=== WHAT TO WORK ON ===
Rewrite all of the rows below, replacing "draw the outline" with "trace the outline" and leaving everything else unchanged. Omit the pictures from your answer.

=== DATA PROVIDED ===
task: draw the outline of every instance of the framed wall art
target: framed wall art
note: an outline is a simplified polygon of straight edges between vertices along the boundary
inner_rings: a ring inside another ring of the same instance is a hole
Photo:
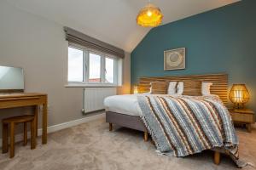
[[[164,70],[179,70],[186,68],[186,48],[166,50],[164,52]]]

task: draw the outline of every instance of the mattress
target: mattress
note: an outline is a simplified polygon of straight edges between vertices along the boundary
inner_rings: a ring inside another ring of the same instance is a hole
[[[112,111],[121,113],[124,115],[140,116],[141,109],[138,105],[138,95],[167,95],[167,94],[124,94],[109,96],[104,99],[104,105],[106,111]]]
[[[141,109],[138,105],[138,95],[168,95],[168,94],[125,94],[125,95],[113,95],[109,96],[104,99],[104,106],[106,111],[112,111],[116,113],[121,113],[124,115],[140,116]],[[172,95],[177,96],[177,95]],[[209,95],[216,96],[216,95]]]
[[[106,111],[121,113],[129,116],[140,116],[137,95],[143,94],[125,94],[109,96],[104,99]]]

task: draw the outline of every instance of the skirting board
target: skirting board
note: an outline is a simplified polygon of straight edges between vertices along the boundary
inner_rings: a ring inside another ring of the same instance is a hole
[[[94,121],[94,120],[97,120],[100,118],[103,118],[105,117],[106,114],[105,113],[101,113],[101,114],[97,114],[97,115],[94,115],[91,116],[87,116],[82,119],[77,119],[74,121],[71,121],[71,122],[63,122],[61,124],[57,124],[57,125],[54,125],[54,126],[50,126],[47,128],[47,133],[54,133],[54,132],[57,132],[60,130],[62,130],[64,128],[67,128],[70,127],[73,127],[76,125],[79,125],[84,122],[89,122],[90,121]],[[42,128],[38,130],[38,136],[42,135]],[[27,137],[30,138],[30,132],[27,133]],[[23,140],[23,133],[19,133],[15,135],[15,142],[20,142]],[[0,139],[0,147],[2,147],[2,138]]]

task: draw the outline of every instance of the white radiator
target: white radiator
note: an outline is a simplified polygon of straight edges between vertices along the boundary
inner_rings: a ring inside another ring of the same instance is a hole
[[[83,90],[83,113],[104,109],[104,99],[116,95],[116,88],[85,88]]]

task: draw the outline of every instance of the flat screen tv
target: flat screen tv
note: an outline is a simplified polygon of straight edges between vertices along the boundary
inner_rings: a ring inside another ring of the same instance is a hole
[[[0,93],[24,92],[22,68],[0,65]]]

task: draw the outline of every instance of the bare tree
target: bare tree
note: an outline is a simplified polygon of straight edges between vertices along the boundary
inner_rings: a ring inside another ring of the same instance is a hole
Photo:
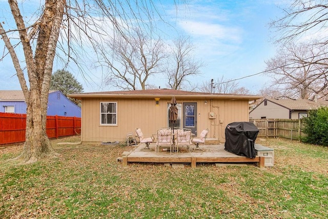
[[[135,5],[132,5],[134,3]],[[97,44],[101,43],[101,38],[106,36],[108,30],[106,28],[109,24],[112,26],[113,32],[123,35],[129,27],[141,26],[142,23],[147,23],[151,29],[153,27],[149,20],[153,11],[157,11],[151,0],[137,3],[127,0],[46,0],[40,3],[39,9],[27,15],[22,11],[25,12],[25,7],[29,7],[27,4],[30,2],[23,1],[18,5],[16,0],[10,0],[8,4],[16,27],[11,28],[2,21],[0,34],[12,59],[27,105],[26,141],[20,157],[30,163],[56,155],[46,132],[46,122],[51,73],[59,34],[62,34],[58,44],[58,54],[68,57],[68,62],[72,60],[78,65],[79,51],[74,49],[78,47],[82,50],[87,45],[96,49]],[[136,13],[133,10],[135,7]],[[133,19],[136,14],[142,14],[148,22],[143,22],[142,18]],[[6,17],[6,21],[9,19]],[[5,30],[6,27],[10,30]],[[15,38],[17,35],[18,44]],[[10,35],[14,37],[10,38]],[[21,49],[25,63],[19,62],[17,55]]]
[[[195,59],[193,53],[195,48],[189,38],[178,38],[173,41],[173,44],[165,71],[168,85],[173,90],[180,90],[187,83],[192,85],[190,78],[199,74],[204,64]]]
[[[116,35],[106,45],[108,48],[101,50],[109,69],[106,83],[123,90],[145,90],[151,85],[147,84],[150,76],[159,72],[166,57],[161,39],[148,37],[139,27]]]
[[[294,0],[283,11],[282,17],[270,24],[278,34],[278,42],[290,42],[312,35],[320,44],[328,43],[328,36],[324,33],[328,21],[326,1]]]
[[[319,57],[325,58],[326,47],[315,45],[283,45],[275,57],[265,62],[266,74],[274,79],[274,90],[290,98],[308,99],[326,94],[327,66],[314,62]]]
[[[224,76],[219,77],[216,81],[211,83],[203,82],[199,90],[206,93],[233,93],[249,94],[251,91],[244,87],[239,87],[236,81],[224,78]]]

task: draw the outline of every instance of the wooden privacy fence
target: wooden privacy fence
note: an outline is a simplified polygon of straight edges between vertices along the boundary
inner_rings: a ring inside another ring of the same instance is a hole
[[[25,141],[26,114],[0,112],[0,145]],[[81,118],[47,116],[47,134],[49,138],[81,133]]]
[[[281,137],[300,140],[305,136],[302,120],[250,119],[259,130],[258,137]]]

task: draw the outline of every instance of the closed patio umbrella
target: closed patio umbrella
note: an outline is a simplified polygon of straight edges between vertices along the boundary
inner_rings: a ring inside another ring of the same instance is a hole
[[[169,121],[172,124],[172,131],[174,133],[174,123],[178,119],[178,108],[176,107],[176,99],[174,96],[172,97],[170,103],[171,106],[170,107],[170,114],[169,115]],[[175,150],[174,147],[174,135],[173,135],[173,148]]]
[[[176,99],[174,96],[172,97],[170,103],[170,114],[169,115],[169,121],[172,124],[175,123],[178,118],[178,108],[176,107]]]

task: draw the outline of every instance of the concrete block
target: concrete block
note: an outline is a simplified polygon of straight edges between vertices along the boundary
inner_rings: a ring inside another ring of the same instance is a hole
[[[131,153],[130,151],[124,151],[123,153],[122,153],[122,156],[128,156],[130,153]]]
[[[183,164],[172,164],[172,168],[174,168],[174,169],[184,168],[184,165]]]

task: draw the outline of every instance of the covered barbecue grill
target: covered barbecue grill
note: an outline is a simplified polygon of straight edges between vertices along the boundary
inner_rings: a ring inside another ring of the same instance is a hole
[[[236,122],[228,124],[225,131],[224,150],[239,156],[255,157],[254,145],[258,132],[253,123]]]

=== PROBLEM SOLUTION ===
task: trace the outline of every instance of the framed wall art
target: framed wall art
note: an outline is a simplified polygon of straight edges between vertices along the boundary
inner_rings: a ring inside another ring of the same instance is a hole
Photo:
[[[164,70],[179,70],[186,68],[186,48],[166,50],[164,52]]]

task: trace the outline of every instance of the mattress
target: mattress
note: an outline is a simplified polygon of straight edges between vertices along the boundary
inner_rings: a ring inside another ring of the same instance is a hole
[[[112,111],[121,113],[124,115],[140,116],[141,109],[138,105],[138,95],[167,95],[167,94],[124,94],[109,96],[104,99],[104,105],[106,111]]]
[[[141,109],[138,105],[138,95],[168,95],[168,94],[125,94],[125,95],[113,95],[109,96],[104,99],[104,106],[106,111],[112,111],[116,113],[121,113],[124,115],[140,116]],[[172,95],[177,96],[177,95]],[[209,95],[216,96],[216,95]]]
[[[106,111],[121,113],[129,116],[140,116],[137,95],[143,94],[125,94],[109,96],[104,99]]]

task: trace the outline of every instance of the skirting board
target: skirting board
note: an outline is a simplified polygon of straight edges between vertices along the boundary
inner_rings: a ring inside another ring of the same instance is a hole
[[[94,121],[94,120],[97,120],[100,118],[103,118],[105,117],[106,114],[105,113],[101,113],[101,114],[97,114],[97,115],[94,115],[91,116],[87,116],[82,119],[77,119],[74,121],[71,121],[71,122],[63,122],[61,124],[57,124],[57,125],[54,125],[54,126],[50,126],[47,128],[47,133],[54,133],[54,132],[57,132],[60,130],[62,130],[64,128],[67,128],[70,127],[73,127],[76,125],[79,125],[84,122],[89,122],[90,121]],[[42,128],[38,130],[38,136],[42,135]],[[27,137],[30,138],[30,132],[27,133]],[[23,140],[23,133],[19,133],[15,135],[15,142],[20,142]],[[0,139],[0,147],[2,147],[2,138]]]

task: trace the outline of every instance of the white radiator
target: white radiator
note: an outline is a simplified polygon of straight edges between vertices along the boundary
inner_rings: a ring inside another ring of the same instance is a hole
[[[83,90],[83,113],[104,109],[104,99],[116,95],[116,88],[85,88]]]

task: trace the outline of every instance of the flat screen tv
target: flat screen tv
note: an outline is a simplified polygon of straight edges between vertices along the boundary
inner_rings: a ring inside another ring of the same instance is a hole
[[[0,93],[24,92],[22,68],[0,65]]]

task: trace the outline of every instance of the bare tree
target: bare tree
note: an outline is a simplified polygon of straight edges between vertices along the boundary
inner_rings: a ring inside another ring of the same instance is a hole
Photo:
[[[135,5],[132,5],[134,3]],[[97,44],[101,43],[101,38],[106,36],[108,30],[106,28],[109,24],[112,26],[113,32],[123,35],[129,27],[141,26],[142,23],[147,23],[151,29],[153,27],[149,20],[153,11],[157,11],[151,0],[137,3],[127,0],[46,0],[40,3],[39,9],[27,15],[22,11],[25,12],[25,7],[29,7],[27,4],[30,2],[23,1],[18,5],[16,0],[10,0],[8,4],[16,27],[11,28],[2,21],[0,34],[12,59],[27,105],[26,141],[20,157],[30,163],[56,155],[46,132],[46,122],[51,73],[59,34],[62,34],[58,44],[58,54],[68,57],[68,62],[72,60],[78,65],[79,51],[74,49],[78,47],[82,50],[87,45],[96,49]],[[136,13],[133,10],[135,7]],[[133,19],[136,14],[142,14],[148,22],[143,22],[142,18]],[[6,17],[6,21],[9,19]],[[5,30],[6,27],[10,30]],[[15,38],[17,35],[18,44]],[[10,35],[14,37],[10,38]],[[21,49],[25,63],[19,62],[17,55]]]
[[[195,59],[193,53],[195,48],[189,38],[178,38],[173,41],[173,44],[165,71],[168,85],[173,90],[180,90],[187,83],[192,85],[190,78],[199,74],[204,64]]]
[[[116,35],[106,45],[108,48],[101,50],[109,69],[106,83],[123,90],[145,90],[151,85],[147,84],[150,76],[159,72],[166,57],[161,39],[148,37],[139,27]]]
[[[294,0],[283,11],[282,17],[270,24],[278,34],[278,42],[290,42],[312,35],[320,44],[328,43],[328,36],[324,33],[328,21],[326,1]]]
[[[319,57],[325,58],[326,47],[315,45],[283,45],[275,57],[265,62],[266,74],[274,79],[274,90],[290,98],[308,99],[326,94],[327,66],[314,62]]]
[[[224,76],[219,77],[216,81],[211,83],[203,82],[199,90],[206,93],[233,93],[249,94],[251,91],[244,87],[239,87],[236,81],[224,78]]]

task: trace the outline of every instance of the wooden privacy fence
target: wooden privacy fence
note: an outline is a simplified polygon of straight edges between vertices along the boundary
inner_rings: a ring inside another ring of the same instance is a hole
[[[25,141],[26,114],[0,112],[0,145]],[[81,118],[47,116],[47,134],[49,138],[81,133]]]
[[[281,137],[300,140],[305,136],[302,120],[250,119],[259,130],[258,137]]]

task: trace the outline of every instance of the closed patio umbrella
target: closed patio umbrella
note: an outline is a simplified polygon of straight edges between vertices along the boundary
inner_rings: a ring inside another ring of the same instance is a hole
[[[169,121],[172,124],[172,131],[174,133],[174,123],[178,119],[178,108],[176,107],[176,99],[174,96],[172,97],[170,103],[171,106],[170,107],[170,114],[169,115]],[[175,150],[174,147],[174,135],[173,135],[173,148]]]
[[[176,99],[174,96],[172,97],[170,103],[170,114],[169,115],[169,121],[172,124],[175,123],[178,118],[178,108],[176,107]]]

task: trace the outline of every instance of the concrete block
target: concrete block
note: an outline is a simplified polygon of straight edges between vertices along the boundary
inner_rings: a ring inside another ring of the same instance is a hole
[[[131,153],[130,151],[124,151],[123,153],[122,153],[122,156],[128,156],[130,153]]]
[[[183,164],[172,164],[172,168],[174,168],[174,169],[184,168],[184,165]]]

task: trace the outline of every instance of the covered barbecue grill
target: covered barbecue grill
note: an outline is a simplified polygon of straight edges between vertices along the boundary
inner_rings: a ring inside another ring of the same instance is a hole
[[[236,122],[228,124],[225,131],[224,150],[239,156],[255,157],[254,145],[258,132],[253,123]]]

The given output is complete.